>>>>
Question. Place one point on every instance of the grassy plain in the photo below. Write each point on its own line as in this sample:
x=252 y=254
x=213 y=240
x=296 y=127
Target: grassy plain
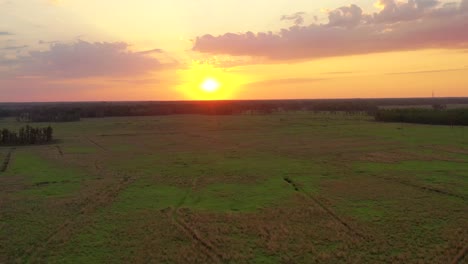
x=283 y=188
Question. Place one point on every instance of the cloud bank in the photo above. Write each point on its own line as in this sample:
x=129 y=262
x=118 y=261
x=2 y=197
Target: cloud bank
x=83 y=59
x=410 y=25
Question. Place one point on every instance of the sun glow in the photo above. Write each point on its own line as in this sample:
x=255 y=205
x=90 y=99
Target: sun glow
x=210 y=85
x=203 y=81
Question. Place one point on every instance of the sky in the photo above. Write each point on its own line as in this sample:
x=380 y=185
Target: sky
x=116 y=50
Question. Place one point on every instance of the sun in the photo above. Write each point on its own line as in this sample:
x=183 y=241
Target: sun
x=210 y=85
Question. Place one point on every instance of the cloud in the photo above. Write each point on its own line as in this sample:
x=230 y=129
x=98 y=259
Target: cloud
x=347 y=16
x=14 y=47
x=297 y=18
x=83 y=59
x=429 y=71
x=281 y=82
x=411 y=25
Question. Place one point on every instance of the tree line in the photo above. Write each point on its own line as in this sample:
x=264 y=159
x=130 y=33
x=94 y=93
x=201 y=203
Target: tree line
x=26 y=136
x=424 y=116
x=68 y=112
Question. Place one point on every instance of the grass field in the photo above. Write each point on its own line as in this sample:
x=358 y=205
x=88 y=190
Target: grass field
x=289 y=188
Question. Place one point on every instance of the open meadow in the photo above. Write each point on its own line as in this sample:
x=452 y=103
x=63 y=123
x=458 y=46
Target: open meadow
x=281 y=188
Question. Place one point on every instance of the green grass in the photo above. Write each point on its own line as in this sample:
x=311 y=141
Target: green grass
x=45 y=178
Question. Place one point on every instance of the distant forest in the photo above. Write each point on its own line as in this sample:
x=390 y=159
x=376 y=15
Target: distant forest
x=69 y=112
x=26 y=136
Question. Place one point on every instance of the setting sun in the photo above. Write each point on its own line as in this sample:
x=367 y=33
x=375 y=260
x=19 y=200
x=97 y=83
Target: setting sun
x=210 y=85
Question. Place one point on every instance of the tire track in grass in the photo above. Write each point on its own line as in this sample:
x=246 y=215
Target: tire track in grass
x=328 y=210
x=96 y=144
x=461 y=256
x=91 y=204
x=207 y=247
x=6 y=161
x=425 y=188
x=59 y=150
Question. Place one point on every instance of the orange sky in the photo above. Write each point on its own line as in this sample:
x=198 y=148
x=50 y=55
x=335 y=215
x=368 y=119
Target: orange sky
x=70 y=50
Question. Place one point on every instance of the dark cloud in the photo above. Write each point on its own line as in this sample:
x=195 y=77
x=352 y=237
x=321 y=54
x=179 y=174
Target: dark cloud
x=84 y=59
x=412 y=25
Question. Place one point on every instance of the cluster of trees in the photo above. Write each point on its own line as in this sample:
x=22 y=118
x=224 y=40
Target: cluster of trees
x=67 y=112
x=26 y=136
x=424 y=116
x=52 y=114
x=74 y=111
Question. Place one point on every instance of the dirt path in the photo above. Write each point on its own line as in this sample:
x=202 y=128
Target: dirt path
x=59 y=150
x=89 y=206
x=97 y=144
x=425 y=188
x=327 y=209
x=206 y=246
x=461 y=256
x=6 y=161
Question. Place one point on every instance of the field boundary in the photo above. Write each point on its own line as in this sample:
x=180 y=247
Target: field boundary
x=328 y=210
x=7 y=160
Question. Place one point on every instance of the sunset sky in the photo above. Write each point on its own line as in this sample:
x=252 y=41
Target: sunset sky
x=88 y=50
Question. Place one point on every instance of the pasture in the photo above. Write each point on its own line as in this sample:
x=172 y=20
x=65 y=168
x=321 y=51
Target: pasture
x=283 y=188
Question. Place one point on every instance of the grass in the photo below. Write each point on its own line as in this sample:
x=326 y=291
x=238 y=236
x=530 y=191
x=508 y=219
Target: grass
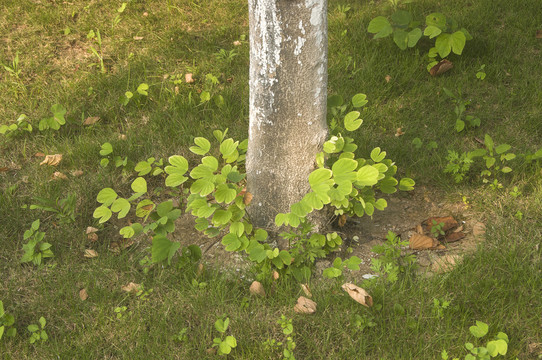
x=156 y=41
<<<<
_EXERCISE GOAL_
Reproduce only the lines above, from the line containing "Question. Place one point on every instance of the grass field" through the line containing "x=289 y=188", both included. Offset each x and y coordinate in the answers by adding 47, and leave the request lines and their sample coordinates unchanged.

_ANSWER TO THE PROBLEM_
Question. Place one point on every instance of the grass field in the photo above. Write each point on its own line as in this sample:
x=358 y=205
x=88 y=190
Target: grass field
x=336 y=235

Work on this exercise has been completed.